====== Dataset records

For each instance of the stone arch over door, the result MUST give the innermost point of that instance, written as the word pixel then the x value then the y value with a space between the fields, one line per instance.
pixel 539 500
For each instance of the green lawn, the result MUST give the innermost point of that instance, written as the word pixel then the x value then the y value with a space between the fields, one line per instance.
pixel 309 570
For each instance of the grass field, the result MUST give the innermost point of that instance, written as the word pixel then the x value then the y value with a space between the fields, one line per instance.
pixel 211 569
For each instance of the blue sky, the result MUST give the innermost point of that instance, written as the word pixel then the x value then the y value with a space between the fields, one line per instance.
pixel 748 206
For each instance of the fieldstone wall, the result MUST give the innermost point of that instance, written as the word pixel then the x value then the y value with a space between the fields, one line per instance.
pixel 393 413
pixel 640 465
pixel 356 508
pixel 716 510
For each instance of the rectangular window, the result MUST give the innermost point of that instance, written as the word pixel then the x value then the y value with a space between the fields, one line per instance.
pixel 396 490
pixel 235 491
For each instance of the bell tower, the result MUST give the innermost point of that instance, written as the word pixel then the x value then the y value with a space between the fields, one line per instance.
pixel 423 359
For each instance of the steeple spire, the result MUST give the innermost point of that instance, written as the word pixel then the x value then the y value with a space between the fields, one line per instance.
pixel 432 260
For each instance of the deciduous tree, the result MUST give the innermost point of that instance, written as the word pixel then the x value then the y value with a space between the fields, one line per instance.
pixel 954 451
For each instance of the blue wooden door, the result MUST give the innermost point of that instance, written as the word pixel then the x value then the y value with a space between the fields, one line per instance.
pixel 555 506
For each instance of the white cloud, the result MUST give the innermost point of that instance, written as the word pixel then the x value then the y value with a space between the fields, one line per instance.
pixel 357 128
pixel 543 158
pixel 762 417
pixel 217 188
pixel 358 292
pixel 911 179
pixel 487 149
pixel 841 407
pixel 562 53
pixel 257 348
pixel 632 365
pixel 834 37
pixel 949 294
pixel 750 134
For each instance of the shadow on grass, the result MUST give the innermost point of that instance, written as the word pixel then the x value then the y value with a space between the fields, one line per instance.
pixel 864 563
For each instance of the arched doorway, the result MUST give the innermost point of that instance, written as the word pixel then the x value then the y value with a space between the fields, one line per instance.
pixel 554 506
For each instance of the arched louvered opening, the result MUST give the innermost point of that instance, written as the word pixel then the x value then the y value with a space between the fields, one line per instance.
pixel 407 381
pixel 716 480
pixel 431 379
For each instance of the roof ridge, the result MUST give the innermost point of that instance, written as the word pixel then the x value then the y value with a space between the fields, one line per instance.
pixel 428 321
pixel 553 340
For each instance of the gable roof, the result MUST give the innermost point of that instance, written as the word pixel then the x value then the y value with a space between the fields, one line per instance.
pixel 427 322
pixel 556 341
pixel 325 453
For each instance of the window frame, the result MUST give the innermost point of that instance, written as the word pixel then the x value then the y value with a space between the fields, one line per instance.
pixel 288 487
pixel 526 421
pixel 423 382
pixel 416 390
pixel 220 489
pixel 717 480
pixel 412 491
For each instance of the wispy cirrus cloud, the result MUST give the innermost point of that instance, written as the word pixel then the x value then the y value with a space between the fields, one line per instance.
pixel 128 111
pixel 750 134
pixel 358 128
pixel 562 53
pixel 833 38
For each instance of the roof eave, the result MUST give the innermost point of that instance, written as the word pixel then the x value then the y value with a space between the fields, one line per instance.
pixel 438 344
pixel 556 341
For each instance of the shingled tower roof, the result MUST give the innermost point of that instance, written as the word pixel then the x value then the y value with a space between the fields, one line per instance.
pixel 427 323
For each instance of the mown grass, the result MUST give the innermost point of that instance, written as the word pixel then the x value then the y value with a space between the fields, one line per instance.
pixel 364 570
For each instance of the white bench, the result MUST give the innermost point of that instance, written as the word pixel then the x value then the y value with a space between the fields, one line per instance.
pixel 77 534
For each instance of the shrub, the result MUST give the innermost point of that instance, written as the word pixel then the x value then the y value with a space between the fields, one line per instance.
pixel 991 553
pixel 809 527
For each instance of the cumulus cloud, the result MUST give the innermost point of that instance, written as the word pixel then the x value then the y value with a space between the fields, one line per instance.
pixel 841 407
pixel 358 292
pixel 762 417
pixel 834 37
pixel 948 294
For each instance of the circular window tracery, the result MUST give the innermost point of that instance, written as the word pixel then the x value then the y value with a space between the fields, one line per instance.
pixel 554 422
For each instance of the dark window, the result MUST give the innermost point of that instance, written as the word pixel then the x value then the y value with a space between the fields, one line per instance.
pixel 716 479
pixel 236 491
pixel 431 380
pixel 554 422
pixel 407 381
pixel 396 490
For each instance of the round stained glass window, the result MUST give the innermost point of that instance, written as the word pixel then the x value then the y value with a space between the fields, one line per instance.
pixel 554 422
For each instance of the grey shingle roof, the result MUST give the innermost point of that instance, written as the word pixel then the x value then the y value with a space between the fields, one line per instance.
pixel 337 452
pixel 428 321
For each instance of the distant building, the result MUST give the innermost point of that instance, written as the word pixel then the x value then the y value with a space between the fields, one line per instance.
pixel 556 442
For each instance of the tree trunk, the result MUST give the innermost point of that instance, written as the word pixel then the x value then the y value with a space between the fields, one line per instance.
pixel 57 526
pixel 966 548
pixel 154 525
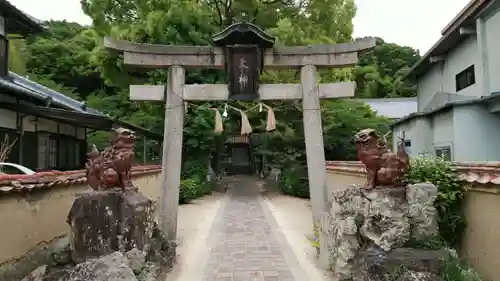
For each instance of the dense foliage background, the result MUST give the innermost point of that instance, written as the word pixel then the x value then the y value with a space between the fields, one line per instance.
pixel 71 58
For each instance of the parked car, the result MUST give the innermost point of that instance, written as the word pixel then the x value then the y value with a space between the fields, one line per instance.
pixel 14 169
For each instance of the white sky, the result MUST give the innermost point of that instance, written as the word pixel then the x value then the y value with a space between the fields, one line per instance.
pixel 406 22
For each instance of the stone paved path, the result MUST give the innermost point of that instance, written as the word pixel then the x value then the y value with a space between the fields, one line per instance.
pixel 244 244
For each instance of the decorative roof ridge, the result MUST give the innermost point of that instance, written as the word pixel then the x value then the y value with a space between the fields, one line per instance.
pixel 242 27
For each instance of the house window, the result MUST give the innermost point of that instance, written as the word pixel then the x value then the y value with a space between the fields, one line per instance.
pixel 443 152
pixel 465 78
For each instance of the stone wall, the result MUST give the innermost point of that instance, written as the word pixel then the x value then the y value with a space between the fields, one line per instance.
pixel 482 206
pixel 34 209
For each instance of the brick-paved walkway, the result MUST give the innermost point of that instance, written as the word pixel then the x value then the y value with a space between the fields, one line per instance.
pixel 244 245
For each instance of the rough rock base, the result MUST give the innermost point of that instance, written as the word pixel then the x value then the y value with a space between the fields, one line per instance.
pixel 103 222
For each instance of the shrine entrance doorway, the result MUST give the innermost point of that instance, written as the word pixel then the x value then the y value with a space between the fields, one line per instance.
pixel 237 156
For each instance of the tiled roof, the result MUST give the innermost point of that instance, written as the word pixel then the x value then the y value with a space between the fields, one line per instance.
pixel 42 180
pixel 471 172
pixel 393 108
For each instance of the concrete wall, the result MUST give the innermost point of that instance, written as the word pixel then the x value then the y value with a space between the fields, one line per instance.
pixel 426 133
pixel 428 85
pixel 460 58
pixel 442 131
pixel 481 209
pixel 477 137
pixel 441 77
pixel 40 216
pixel 491 49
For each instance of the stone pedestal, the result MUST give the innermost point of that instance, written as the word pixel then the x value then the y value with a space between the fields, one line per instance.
pixel 102 222
pixel 368 230
pixel 375 264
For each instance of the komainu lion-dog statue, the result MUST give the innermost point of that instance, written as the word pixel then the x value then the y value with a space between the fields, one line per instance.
pixel 383 167
pixel 113 166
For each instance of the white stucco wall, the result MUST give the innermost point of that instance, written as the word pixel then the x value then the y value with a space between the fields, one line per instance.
pixel 476 134
pixel 441 77
pixel 457 60
pixel 426 133
pixel 428 85
pixel 442 130
pixel 492 38
pixel 8 119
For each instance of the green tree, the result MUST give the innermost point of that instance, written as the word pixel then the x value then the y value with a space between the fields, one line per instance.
pixel 380 71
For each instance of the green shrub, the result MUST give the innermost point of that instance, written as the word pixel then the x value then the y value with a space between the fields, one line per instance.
pixel 450 194
pixel 192 189
pixel 452 269
pixel 294 182
pixel 188 191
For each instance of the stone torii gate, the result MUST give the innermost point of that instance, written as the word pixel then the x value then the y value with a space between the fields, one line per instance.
pixel 242 49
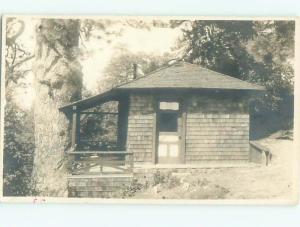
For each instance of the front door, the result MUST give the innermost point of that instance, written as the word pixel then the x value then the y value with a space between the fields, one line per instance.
pixel 169 138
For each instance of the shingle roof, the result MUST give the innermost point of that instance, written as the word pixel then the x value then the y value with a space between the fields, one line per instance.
pixel 180 75
pixel 186 75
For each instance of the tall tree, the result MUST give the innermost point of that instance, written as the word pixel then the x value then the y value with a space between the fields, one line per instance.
pixel 257 51
pixel 58 81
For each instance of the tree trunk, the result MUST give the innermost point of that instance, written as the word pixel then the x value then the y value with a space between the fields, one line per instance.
pixel 58 81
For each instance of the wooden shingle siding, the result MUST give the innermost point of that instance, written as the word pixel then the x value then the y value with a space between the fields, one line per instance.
pixel 140 127
pixel 217 129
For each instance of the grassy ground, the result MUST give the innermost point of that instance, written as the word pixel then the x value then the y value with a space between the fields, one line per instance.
pixel 250 182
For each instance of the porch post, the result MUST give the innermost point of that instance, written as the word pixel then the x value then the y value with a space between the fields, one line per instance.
pixel 75 127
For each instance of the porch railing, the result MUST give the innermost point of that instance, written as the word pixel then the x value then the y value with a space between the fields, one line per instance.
pixel 100 162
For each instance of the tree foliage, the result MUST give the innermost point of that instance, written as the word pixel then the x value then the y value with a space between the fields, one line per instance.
pixel 258 51
pixel 18 151
pixel 121 67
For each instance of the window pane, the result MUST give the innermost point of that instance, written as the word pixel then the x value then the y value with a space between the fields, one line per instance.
pixel 168 122
pixel 169 105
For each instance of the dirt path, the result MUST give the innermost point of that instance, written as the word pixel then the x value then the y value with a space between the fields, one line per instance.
pixel 253 182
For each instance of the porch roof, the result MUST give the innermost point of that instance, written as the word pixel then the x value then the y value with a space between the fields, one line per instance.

============

## Problem details
Only the lines from the one containing "For each instance of the window pane, the" through the end of the entries above should be written out, exactly and in full.

## The completed task
For each instance of the window pane, the result MUST give the innermost point of that instance, written as the word pixel then the x value then the y value with a space between the fields, one line per instance.
pixel 168 122
pixel 169 105
For each instance of the dirt path, the result MUST give the innermost point of that instance, written as the word pixel then the x value then the y value with a space between the fields, one line per instance.
pixel 253 182
For each instance of the porch roof, the result MUST give the innermost point of that instance, written as the word pixel then the x value then the y value with a space between the fields, one line per instance.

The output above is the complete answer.